• **Description of the task**: Skip the images and restate every line of the records exactly.

• **Task material**:
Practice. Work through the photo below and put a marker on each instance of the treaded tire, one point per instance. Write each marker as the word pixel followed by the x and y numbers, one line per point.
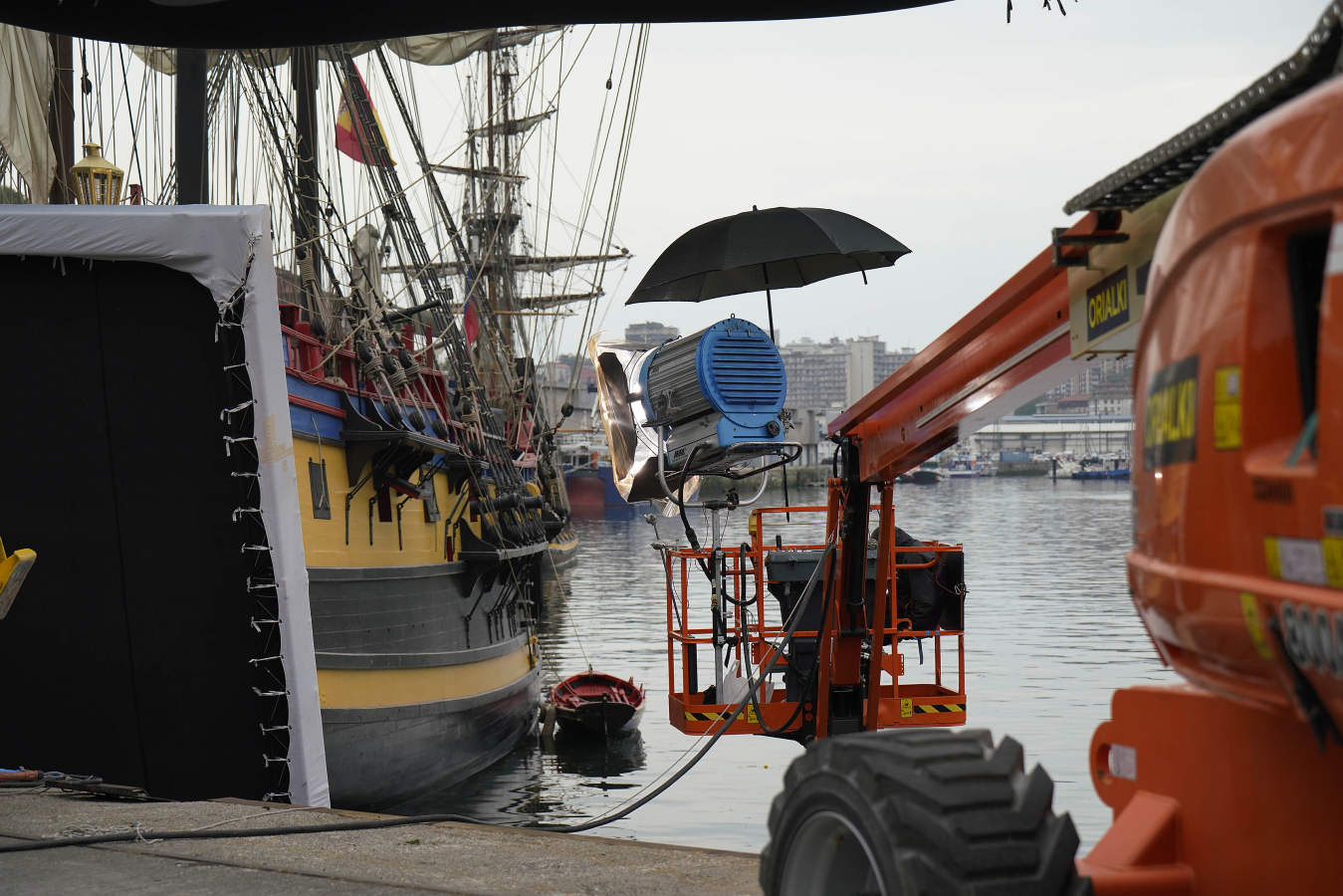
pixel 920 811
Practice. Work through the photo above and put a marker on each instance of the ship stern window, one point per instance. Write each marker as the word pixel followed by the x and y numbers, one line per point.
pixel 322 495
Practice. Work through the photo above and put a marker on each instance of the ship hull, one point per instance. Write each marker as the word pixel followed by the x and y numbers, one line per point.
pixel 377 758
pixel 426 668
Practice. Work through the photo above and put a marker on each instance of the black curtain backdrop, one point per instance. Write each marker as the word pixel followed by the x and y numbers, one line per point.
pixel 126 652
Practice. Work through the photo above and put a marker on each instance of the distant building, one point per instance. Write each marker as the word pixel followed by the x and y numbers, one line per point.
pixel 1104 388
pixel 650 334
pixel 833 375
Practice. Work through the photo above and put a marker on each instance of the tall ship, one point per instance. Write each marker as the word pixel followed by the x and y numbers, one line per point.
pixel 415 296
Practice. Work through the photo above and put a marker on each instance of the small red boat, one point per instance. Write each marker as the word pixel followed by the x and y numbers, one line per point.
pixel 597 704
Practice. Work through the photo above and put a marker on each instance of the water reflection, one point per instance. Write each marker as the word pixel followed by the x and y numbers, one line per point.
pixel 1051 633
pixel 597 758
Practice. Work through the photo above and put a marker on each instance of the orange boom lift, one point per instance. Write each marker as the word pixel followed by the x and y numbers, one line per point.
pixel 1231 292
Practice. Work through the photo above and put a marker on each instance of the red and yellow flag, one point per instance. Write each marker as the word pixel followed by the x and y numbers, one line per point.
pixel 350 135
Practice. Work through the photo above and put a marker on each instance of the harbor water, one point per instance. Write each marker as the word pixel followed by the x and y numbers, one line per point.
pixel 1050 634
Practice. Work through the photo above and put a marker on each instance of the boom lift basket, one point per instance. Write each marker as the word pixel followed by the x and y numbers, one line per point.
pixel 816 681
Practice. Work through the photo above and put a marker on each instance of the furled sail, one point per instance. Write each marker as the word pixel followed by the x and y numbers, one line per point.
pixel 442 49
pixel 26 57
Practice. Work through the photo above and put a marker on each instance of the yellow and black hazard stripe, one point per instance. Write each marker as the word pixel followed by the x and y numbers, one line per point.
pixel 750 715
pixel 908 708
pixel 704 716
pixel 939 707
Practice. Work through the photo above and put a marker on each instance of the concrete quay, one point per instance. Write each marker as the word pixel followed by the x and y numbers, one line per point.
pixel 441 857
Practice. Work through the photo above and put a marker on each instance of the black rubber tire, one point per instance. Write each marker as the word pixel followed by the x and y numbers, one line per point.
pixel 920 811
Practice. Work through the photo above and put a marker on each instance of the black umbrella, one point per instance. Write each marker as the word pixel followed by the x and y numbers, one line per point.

• **Solution to the exercise**:
Practice. Work through the photo below and put a marker on each instance of the treaded tire, one point per instance. Write each marker as the word pixel followed by the x and y numbers, one line per point.
pixel 920 811
Practice. Work through the photo above and put a marker on each instance of the ship stern window, one point per instance. Write each marker as the word pixel followed by the x and y numbers, one line per point.
pixel 322 495
Practice. Work through the photo above and put a marker on each instance of the ship hull, one point per instance. Write each marker as the word pixel followed by the x and y numbers, one line per point.
pixel 377 758
pixel 426 668
Practice. Work through the photo above and put a marker on each instance of the black curtain backdrop, one point per instance. Write each marker as the word pixel followed by the x and y numbers, one line per point.
pixel 126 652
Practice. Work through the photo above and put a marker on each instance of the distant building, one point per instance. Write each marker as the word pixel followed by the x and y numbers, one line per point.
pixel 1104 388
pixel 650 334
pixel 833 375
Practice. Work through the photo above and put a marker on each instance of the tall ship, one point per instance. Write each marker as the word pixel followed by the x and y numbers, one line per point.
pixel 415 296
Practice. Work through the photo above and put a marker on each instance of the small red boat, one point per instance. Write each marker as the word pixel followed by the x and y numbers, one line per point.
pixel 597 704
Practice. Work through the photo above and put a marker on each instance of the water reflection, one point per instance. Write each marker as the word pixel followed by the x and y numbers, one line per point.
pixel 1051 633
pixel 597 758
Practice. Work through the photo above and put a marker on each instance of the orange boom lift, one point per instance. Write each marker as the word pixel followed by the x and y numbers, one line per point.
pixel 1231 292
Practice. Work through the photo above and put a marker on each instance of the red and yellow flag, one point per instance. Write each marker as the word pixel followed by the x and y numbers, one line per point.
pixel 350 135
Practice. Work through the photo above and put a marker on each instance of the harbor water, one point per instance. Write each marker as the word pixel followed by the x and y numbers, one line per point.
pixel 1050 634
Practice. Work through the photo above and put a marker on each instance of the boom lift basket, one point per instance. Write each marker as the word pixel followed by the x and y numbers, one line per point.
pixel 816 681
Practice. Work through the photo above and put a marker on each instance of the furled sail, one point per instance. Write each marker as the word pixel followed by the x and y numbers, one line per point.
pixel 442 49
pixel 26 57
Practice. Work through the photo above and put a marker on each instance of the yellow and black hazard stripe, one point per instance. Write each marker as the word pixel followed by the x and y numbers, one line per point.
pixel 750 715
pixel 908 708
pixel 704 716
pixel 939 707
Practice. Work through the photo above and put a marker on each instance of the concrete quay, one point per instance. Write each marker as the word pixel followed by the x and y numbers, one line per point.
pixel 441 857
Practice. Work through the photo above and put a marker on each instance of the black rubber tire, one point per instance. Write each marker as the word pixel followed by the x and y numbers, one line per point.
pixel 920 811
Practice. Work through the photo above and put a marker on each instance of the black umbrella, one point per instance. Write each marker as the word pixel followed by the x and y numbers, one line per point.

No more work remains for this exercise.